◆ **ARBEITSAUFTRÄGE**:
- 1) Wer übernahm laut dem Textauszug einen Großteil der Kosten für die Neumöblierung des Bibliotheksraums?
- 2) Schreibe die Zeilen der Auflistung von der Zeile mit „For every instance of the grey“ bis einschließlich der Zeile mit „x=314 y=213“ als JSON-Liste von Zeichenketten um, eine Zeichenkette pro Zeile und ohne Leerzeilen.

Als Michael Reichel, der Bibliotheksbeauftragte der Kirchengemeinde St. Martin, 2010 die Verantwortung für dieses „Schatzkästlein“ übernahm, fand er vieles in einem bedauernswerten Zustand vor: Regale und Bücher waren vom Staub der Jahrzehnte verschmutzt, vom Holzwurm und teilweise auch von Schimmel befallen; eine Ordnung war nur schwer zu erkennen, der Raum war mit vielen Fremdobjekten zugestellt.

So war es geradezu ein Glücksfall, dass wegen der anstehenden Generalsanierung der Kirche alles ausgeräumt werden musste und die Bücher- und Zeitschriftenbestände im kühlen Keller des Stadtarchivs für einige Zeit Asyl fanden.

Auch Lions großzügig

Im Herbst 2012 wurden dann im Bibliotheksraum Holzdecken und Holzfußboden saniert, die Wände getüncht und die Elektroinstallation erneuert. Es folgte eine komplette Neumöblierung mit maßgerechten Holzregalen und einem Computer-Arbeitsplatz. Die Kosten dafür übernahm zu einem Großteil der Lions-Club Schwabach. Nur eine historische Sitzgruppe, ein altes Stehpult und vom früheren Mesner Spachmüller eingebrachte Bilder blieben von früher erhalten.

Im Sommer und Herbst 2013 wurden dann alle literarischen Bestände zurückgeführt und unter Respektierung der alten Ordnung neu aufgestellt, wobei eine Abteilung A (rund 1000 Bände Handschriften und Drucke bis 1810) und eine Abteilung B (neuere Werke) eingerichtet wurden. Die zunächst in einen Dachbodenraum darüber ausgelagerten Zeitschriftenbände des 19. und 20. Jahrhunderts mussten schließlich im Sommer 2014 in ein Erweiterungsregal im Bibliotheksraum verbracht werden, weil unter dem Kirchendach die meist viel zu hohe Luftfeuchte eine dauerhafte Lagerung verbietet.

Zeilen aus einem Datensatz
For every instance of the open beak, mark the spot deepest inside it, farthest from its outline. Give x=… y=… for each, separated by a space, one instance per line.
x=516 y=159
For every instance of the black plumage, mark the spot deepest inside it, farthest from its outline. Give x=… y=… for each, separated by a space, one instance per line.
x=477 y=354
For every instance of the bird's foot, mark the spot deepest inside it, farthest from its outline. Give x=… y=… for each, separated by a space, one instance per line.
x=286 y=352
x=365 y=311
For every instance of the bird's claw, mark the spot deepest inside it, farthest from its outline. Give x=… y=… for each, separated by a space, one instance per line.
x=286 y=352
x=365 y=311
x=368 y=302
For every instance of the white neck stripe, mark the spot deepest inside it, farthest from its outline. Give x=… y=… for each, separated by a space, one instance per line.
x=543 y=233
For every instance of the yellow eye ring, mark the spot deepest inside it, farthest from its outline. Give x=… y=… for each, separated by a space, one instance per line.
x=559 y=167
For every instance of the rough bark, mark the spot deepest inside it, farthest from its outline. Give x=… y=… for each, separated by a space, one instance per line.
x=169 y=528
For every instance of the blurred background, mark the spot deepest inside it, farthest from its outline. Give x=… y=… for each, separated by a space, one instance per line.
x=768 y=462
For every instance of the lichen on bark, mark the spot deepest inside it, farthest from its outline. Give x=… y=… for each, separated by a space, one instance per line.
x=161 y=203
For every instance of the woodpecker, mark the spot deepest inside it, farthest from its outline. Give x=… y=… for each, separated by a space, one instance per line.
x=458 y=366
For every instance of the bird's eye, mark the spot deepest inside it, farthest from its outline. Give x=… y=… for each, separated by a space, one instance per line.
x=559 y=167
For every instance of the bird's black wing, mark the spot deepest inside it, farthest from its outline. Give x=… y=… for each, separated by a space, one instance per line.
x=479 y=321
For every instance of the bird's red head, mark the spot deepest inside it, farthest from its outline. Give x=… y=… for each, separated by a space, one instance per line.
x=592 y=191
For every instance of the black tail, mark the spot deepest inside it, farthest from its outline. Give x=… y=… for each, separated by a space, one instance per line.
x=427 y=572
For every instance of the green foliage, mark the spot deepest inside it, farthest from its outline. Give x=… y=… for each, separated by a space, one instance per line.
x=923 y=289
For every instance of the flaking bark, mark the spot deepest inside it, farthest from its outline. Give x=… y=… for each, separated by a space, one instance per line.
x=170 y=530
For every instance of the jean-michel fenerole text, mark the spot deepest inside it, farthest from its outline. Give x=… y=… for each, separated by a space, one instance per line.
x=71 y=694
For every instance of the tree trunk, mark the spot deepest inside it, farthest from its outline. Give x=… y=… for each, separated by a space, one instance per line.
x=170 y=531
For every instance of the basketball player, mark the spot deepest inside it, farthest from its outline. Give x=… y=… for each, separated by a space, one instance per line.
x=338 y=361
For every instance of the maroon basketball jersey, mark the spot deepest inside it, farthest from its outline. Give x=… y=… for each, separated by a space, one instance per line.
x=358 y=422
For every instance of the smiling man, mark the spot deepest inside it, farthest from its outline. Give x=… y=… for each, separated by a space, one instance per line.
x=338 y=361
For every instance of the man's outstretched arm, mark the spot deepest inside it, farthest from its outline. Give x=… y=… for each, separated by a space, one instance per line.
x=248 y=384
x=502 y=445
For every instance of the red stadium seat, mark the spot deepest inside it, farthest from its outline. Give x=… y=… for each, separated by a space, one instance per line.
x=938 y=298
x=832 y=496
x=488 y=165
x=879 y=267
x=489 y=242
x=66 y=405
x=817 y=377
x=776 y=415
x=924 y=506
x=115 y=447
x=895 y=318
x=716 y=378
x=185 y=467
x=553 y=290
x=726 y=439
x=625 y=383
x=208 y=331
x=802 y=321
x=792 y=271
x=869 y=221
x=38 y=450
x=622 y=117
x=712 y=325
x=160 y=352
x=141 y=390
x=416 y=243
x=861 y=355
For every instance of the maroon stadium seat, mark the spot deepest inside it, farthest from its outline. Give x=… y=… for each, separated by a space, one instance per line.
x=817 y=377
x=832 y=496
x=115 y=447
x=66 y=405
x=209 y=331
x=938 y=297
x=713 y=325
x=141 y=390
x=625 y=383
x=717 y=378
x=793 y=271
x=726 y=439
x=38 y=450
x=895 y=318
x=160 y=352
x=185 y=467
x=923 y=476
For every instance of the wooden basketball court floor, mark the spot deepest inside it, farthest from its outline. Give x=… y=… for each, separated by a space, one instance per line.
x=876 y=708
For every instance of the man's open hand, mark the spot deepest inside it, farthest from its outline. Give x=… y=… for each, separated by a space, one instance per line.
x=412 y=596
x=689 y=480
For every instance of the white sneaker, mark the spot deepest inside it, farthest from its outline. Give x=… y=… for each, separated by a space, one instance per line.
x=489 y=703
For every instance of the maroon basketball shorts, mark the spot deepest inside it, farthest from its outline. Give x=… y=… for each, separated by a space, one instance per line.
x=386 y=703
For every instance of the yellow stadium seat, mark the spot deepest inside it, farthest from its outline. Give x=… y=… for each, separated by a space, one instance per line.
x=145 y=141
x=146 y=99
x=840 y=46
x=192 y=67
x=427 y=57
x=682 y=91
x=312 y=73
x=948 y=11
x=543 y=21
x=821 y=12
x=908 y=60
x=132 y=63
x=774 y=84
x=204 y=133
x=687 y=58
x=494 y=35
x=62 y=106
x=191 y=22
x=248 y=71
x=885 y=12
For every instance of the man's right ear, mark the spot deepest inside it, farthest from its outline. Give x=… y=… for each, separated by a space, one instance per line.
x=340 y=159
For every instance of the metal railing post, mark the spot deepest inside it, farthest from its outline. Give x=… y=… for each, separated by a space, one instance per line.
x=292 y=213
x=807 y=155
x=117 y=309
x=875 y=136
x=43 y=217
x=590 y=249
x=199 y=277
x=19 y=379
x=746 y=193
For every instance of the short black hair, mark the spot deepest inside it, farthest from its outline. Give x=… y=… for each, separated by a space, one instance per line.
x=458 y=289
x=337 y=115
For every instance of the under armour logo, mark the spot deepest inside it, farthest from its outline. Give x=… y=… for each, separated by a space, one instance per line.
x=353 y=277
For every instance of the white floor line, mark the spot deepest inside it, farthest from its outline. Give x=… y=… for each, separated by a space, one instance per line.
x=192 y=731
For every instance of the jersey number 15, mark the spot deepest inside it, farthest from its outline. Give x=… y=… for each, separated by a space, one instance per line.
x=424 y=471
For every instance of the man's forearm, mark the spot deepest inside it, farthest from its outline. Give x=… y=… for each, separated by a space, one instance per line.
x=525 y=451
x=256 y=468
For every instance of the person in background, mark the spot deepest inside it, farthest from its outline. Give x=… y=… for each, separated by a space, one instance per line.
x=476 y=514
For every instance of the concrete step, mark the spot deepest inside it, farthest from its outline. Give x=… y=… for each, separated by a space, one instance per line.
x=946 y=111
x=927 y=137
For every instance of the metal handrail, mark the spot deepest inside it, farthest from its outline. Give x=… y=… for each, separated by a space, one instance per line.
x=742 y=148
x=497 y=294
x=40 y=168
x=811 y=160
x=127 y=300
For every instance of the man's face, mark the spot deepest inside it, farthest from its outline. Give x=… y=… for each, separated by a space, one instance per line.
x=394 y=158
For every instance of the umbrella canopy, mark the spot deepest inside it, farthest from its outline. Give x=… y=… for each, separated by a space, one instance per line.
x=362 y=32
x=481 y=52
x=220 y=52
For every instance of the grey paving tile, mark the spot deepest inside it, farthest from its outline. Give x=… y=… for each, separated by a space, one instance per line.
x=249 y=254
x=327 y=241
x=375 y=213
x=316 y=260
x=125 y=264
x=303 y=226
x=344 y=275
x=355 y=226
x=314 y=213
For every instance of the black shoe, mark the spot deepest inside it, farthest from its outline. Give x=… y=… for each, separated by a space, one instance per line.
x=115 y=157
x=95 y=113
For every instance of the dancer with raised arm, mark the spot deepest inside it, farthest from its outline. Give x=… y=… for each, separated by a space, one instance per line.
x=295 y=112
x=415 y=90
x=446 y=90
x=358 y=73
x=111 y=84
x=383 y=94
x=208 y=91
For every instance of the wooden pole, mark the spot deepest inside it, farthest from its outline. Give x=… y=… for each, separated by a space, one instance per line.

◆ **LÖSUNGEN**:
- 1) Der Lions-Club Schwabach.

- 2)
[
  "For every instance of the grey paving tile, mark the spot deepest inside it, farthest from its outline. Give x=… y=… for each, separated by a space, one instance per line.",
  "x=249 y=254",
  "x=327 y=241",
  "x=375 y=213",
  "x=316 y=260",
  "x=125 y=264",
  "x=303 y=226",
  "x=344 y=275",
  "x=355 y=226",
  "x=314 y=213"
]